Passage to read.
Like many others, I’ve enthusiastically resumed flight training after a decades-long break. My earlier training aids included a cockpit poster of a Cessna 172 on my wall and hours of daydreaming. Fast forward to today, and one of my most effective training tools is my home flight simulator – with startling realism including more than a little stress. I’m keenly aware of today’s technology advantages and I wouldn’t dream of training without them. So, strap in and I will share some of these observations that may be helpful to you.
You may have seen the stunning video ads for various flight simulators. But when you FLY the latest version of them, you’ll also notice the accurate representation of aerodynamics and physics. Practice stall and spin recovery; try crosswind landings; and experience the need for right rudder to counteract adverse yaw. You’ll likely be impressed with the advanced aerodynamic modeling, an element essential for realism in your training.
“But flight simulation isn’t exactly like flying a real plane.” That’s true, but let’s consider how training works in other disciplines. Emergency Medical Services trainees practice on CPR dummies, not real people. Astronauts train in giant swimming pools to simulate zero-gravity environments. Climbers hone their skills on artificial climbing walls.
The key is not to perfectly recreate reality, but to simulate scenarios that cultivate the necessary skills. And of course, commercial pilots have always trained with simulators, which many attribute to their excellent safety record. The good news is that these days you don’t need a million-dollar investment in equipment to get great results.

Prompt A. Translate this sentence from the flight simulation passage into Spanish: "Climbers hone their skills on artificial climbing walls."
Prompt B. In the flight simulation passage, where do astronauts train to simulate zero-gravity environments?

Extracted material.
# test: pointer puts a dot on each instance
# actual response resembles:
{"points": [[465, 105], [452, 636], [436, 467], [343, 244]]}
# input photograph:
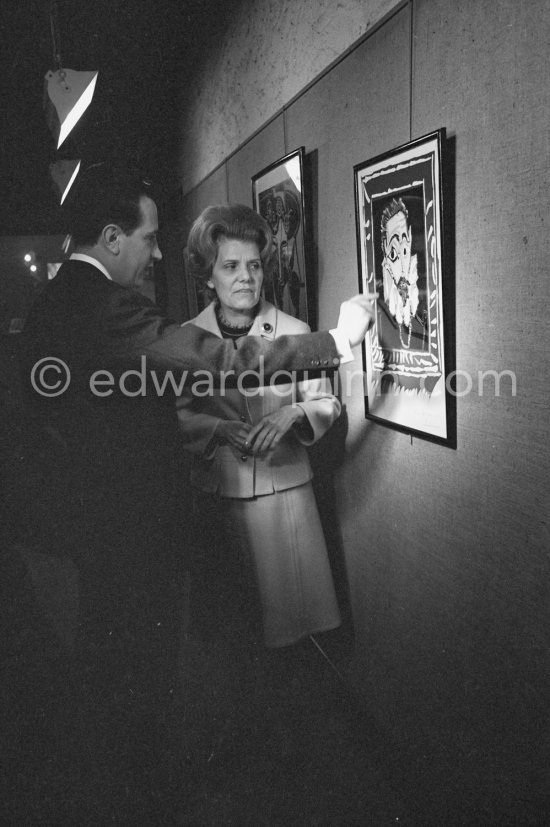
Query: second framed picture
{"points": [[399, 212], [278, 195]]}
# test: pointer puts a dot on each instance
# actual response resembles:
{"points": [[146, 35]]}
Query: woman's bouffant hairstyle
{"points": [[235, 221]]}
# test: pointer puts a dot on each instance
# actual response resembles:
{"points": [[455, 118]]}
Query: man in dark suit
{"points": [[100, 362]]}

Your solution A. Los escaladores perfeccionan sus habilidades en muros de escalada artificiales.

Your solution B. In giant swimming pools.